- [Données extraites]:
┄┄┄┄┄┄┄┄┄┄┄┄┄┄┄┄┄┄┄┄

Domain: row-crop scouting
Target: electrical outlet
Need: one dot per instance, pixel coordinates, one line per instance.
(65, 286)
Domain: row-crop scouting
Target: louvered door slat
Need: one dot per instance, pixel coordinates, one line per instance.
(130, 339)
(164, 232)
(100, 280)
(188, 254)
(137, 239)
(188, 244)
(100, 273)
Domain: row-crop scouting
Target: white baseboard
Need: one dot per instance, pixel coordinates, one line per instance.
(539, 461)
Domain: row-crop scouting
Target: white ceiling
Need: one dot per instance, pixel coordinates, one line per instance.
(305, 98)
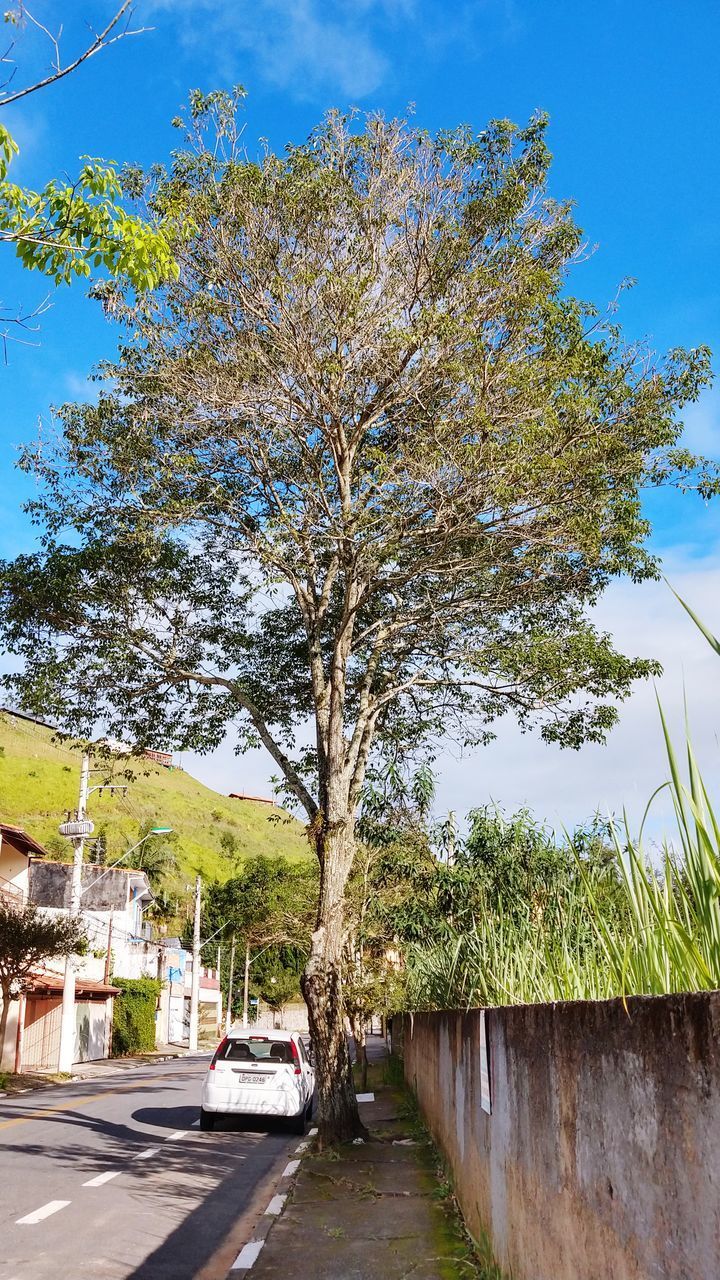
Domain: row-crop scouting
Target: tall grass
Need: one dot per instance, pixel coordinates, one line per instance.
(666, 940)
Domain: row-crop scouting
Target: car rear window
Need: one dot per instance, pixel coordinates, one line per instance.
(254, 1051)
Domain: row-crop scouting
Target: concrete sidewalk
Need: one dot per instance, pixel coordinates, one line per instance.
(104, 1066)
(368, 1211)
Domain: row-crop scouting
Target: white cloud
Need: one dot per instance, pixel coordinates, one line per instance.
(346, 50)
(297, 45)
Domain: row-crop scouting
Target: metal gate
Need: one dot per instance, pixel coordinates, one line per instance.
(41, 1034)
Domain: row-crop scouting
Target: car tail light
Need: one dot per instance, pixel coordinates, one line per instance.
(296, 1059)
(224, 1040)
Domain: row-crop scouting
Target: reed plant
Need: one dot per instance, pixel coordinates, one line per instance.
(665, 938)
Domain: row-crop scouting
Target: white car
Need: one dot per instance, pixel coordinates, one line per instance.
(259, 1074)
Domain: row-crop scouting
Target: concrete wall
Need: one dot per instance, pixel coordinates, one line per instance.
(601, 1157)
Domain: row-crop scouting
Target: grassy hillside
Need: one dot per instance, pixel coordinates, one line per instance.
(39, 781)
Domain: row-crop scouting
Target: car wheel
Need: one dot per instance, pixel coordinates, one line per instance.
(297, 1123)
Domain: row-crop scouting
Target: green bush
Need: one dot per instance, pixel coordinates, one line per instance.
(133, 1020)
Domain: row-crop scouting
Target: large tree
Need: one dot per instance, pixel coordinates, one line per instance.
(352, 481)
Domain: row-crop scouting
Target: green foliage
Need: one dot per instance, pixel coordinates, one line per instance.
(133, 1018)
(504, 472)
(270, 901)
(155, 795)
(72, 229)
(28, 936)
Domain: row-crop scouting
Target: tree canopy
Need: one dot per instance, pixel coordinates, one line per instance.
(365, 464)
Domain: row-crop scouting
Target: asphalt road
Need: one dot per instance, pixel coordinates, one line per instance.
(113, 1180)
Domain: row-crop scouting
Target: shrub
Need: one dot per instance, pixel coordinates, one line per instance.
(133, 1020)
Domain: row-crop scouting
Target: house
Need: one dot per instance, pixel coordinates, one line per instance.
(173, 1018)
(17, 849)
(32, 1036)
(112, 905)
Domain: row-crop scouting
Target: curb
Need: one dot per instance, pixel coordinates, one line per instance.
(123, 1065)
(251, 1251)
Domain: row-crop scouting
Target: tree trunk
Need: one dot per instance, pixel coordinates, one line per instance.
(338, 1119)
(4, 1014)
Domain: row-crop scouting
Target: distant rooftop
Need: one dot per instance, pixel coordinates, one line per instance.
(35, 720)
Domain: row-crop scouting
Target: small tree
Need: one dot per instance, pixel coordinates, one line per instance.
(365, 464)
(69, 229)
(27, 937)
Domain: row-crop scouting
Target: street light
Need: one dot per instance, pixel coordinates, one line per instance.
(154, 831)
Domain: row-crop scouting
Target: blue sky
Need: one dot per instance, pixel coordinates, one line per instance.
(634, 99)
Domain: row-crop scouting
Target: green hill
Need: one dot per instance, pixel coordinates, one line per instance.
(39, 781)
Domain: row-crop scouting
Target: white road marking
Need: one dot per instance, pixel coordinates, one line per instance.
(51, 1207)
(247, 1256)
(103, 1178)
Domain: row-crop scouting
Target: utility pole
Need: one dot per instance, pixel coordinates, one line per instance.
(68, 1015)
(220, 990)
(246, 984)
(108, 958)
(228, 1014)
(195, 987)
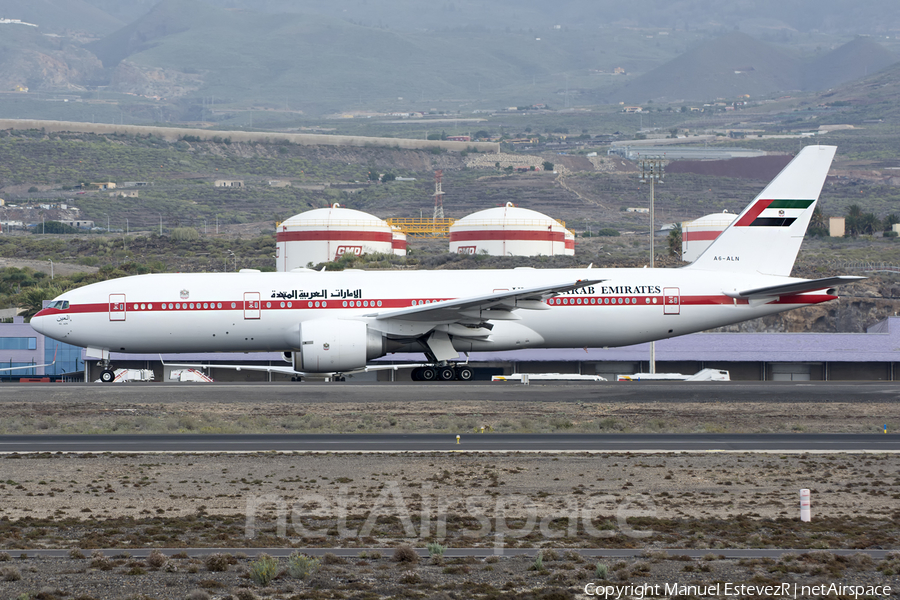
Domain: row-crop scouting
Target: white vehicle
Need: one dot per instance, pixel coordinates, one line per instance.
(126, 375)
(527, 377)
(189, 375)
(703, 375)
(335, 322)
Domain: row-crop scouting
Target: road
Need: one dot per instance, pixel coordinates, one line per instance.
(645, 391)
(469, 442)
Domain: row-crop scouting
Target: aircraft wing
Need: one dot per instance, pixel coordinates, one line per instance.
(289, 370)
(795, 288)
(504, 301)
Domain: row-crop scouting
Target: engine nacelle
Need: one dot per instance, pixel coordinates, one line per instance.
(334, 345)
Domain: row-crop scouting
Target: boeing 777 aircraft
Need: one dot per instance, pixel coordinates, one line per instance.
(335, 322)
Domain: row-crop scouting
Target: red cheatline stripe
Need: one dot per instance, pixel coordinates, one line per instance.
(699, 236)
(333, 236)
(754, 212)
(335, 303)
(508, 235)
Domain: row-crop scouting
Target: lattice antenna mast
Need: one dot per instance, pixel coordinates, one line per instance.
(438, 195)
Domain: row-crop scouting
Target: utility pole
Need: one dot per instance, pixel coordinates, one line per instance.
(652, 173)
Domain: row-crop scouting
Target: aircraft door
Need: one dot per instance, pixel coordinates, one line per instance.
(251, 305)
(671, 301)
(117, 307)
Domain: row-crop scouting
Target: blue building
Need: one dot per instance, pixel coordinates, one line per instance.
(21, 346)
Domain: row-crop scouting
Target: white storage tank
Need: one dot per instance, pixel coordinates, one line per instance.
(511, 231)
(696, 236)
(326, 234)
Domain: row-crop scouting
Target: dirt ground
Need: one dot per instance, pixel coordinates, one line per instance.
(509, 504)
(110, 414)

┄┄┄┄┄┄┄┄┄┄┄┄┄┄┄┄┄┄┄┄

- [Consigne écrite]:
Restituez l'ensemble des données ci-dessus sous forme de CSV à deux colonnes, « texte » et « reponse ». Produisez une ligne par cible, avec chaque champ entre guillemets et les sauts de ligne remplacés par des espaces, et omettez les images.

- [La solution]:
texte,reponse
"Domain: row-crop scouting Target: electrical outlet Need: one dot per instance, pixel coordinates, one line per instance.","(65, 286)"
"Domain: row-crop scouting Target: louvered door slat Need: one dot per instance, pixel coordinates, one line per instance.","(130, 339) (164, 232) (100, 280) (188, 254) (137, 239) (188, 244) (100, 273)"
"Domain: row-crop scouting Target: white baseboard Need: one dot per instance, pixel coordinates, one line per instance.","(539, 461)"
"Domain: row-crop scouting Target: white ceiling Need: one dot per instance, pixel coordinates, one line per instance.","(305, 98)"
"Domain: row-crop scouting Target: tall grass Need: one dot per instance, pixel coordinates, one line per instance.","(666, 940)"
"Domain: row-crop scouting Target: car rear window Need: one dot per instance, pixel coordinates, one line per instance.","(254, 1051)"
"Domain: row-crop scouting Target: concrete sidewalk Need: one dot per instance, pixel coordinates, one line per instance.","(104, 1066) (368, 1211)"
"Domain: row-crop scouting Target: white cloud Need: one dot per instance, pixel coordinates, one line per instance.","(346, 50) (297, 45)"
"Domain: row-crop scouting Target: metal gate Need: one dot per instance, pixel coordinates, one line per instance.","(41, 1034)"
"Domain: row-crop scouting Target: car tail light Need: one dot per instance, pixel coordinates, one line per instance.","(296, 1059) (224, 1040)"
"Domain: row-crop scouting Target: reed plant Need: one dot per instance, pixel coordinates, one line per instance.","(665, 938)"
"Domain: row-crop scouting Target: white car Need: one dot per instance, pixel coordinates, one line per instance.","(259, 1074)"
"Domain: row-crop scouting Target: concrete wall Need: one dot per instance, pixel coordinates, one line per instance.","(601, 1157)"
"Domain: row-crop scouting Target: grassy hillside Need: one dot per instance, pixel coordinates, one line per instance.","(39, 781)"
"Domain: row-crop scouting Target: car wheel Need: one dot per instance, pixel coordinates, one line per instance.","(297, 1123)"
"Domain: row-crop scouting Target: green bush Need: one dot per instance, pixel coordinates, one line per instance.","(133, 1020)"
"Domain: row-crop scouting Target: large tree Need: one dot per instance, pixel coordinates, one line per instance.","(352, 481)"
"Domain: row-crop scouting Target: green foliage Need: one dot per instance, pixel coordinates, one line per instance.","(133, 1018) (504, 472) (270, 901) (155, 795) (72, 229) (28, 936)"
"Domain: row-crop scouting Target: tree canopy Need: one dot per instance, pixel coordinates, one line per instance.","(365, 464)"
"Domain: row-crop scouting Target: asphalt road Need: one dot per instance, pixel coordinates, one line per instance.","(113, 1180)"
"Domain: row-crop scouting Target: shrub Need: one dot per instance, pixel coordinates, one line per instance.","(133, 1020)"
"Domain: row-crop scouting Target: house Need: one dot per instance, pixel coordinates, one line per instance.","(173, 1018) (17, 849) (32, 1036) (112, 905)"
"Domain: row-crop scouting Target: curb Need: one dot per instance, pixel coordinates, one line per instance.","(123, 1065) (251, 1251)"
"Domain: row-crop scouting Target: tree trunk Need: one dot per instance, pixel coordinates, one line per instance.","(338, 1119) (4, 1014)"
"Domain: row-crop scouting Target: distant rooftop Need: one dot per instance, pixel coordinates, one line per instance.","(35, 720)"
"Domain: row-crop scouting Target: small tree Need: one dot per instance, pixel coordinates, one line per instance.","(365, 464) (69, 229) (27, 937)"
"Domain: row-crop scouting Target: street light Need: one dot per instance, pixel coordinates, one line per instance.","(154, 831)"
"Domain: row-crop scouting Target: blue sky Need: one dot per instance, pixel coordinates, one line per instance.","(634, 99)"
"Domain: row-crop scouting Target: green hill Need: one dot per instance, pixel coordinates, one line per instance.","(39, 781)"
"Domain: row-crop scouting Target: white road marking Need: one dot per instance, pixel coordinates, one line per instance.","(51, 1207) (247, 1256) (103, 1178)"
"Domain: row-crop scouting Target: utility pole Need: one dot per instance, pixel coordinates, one line per instance.","(68, 1015) (220, 990) (246, 984) (108, 958) (228, 1014) (195, 987)"
"Domain: row-crop scouting Target: white vehicle Need: one dot per instance, pixel coordinates, one line per instance.","(126, 375) (527, 377) (189, 375) (703, 375) (335, 322)"
"Domain: row-crop scouting Target: road Need: one dot per instance, pixel coordinates, one line per instance.","(645, 391) (469, 442)"
"Domain: row-crop scouting Target: aircraft wing Need: one dot per instance, pixel coordinates, one line per instance.","(289, 370) (795, 288) (504, 301)"
"Domain: row-crop scouting Target: engine nacelle Need: one dot per instance, pixel coordinates, one line per instance.","(334, 345)"
"Domain: row-crop scouting Target: boeing 777 aircraft Need: one dot per instance, pixel coordinates, one line per instance.","(335, 322)"
"Domain: row-crop scouting Target: red cheatline stripe Need: one dot per instance, pixel coordinates, one line per instance.","(699, 236) (333, 236) (754, 212) (335, 303) (508, 235)"
"Domain: row-crop scouting Target: lattice antenna mast Need: one dot per instance, pixel coordinates, one line per instance.","(438, 195)"
"Domain: row-crop scouting Target: utility pole Need: one dot per instance, pixel coordinates, one line per instance.","(652, 173)"
"Domain: row-crop scouting Target: aircraft door Need: one dot per instance, pixel coordinates, one line per instance.","(251, 305) (671, 301) (117, 307)"
"Domain: row-crop scouting Target: blue building Need: one dot per instance, pixel coordinates, one line per instance.","(21, 346)"
"Domain: row-crop scouting Target: white storage tank Need: one dot per instance, pixel coordinates, one line per instance.","(511, 231) (696, 236) (326, 234)"
"Domain: row-crop scouting Target: dirt ground Need: one dot per instance, pixel coordinates, one line per instance.","(509, 504) (110, 414)"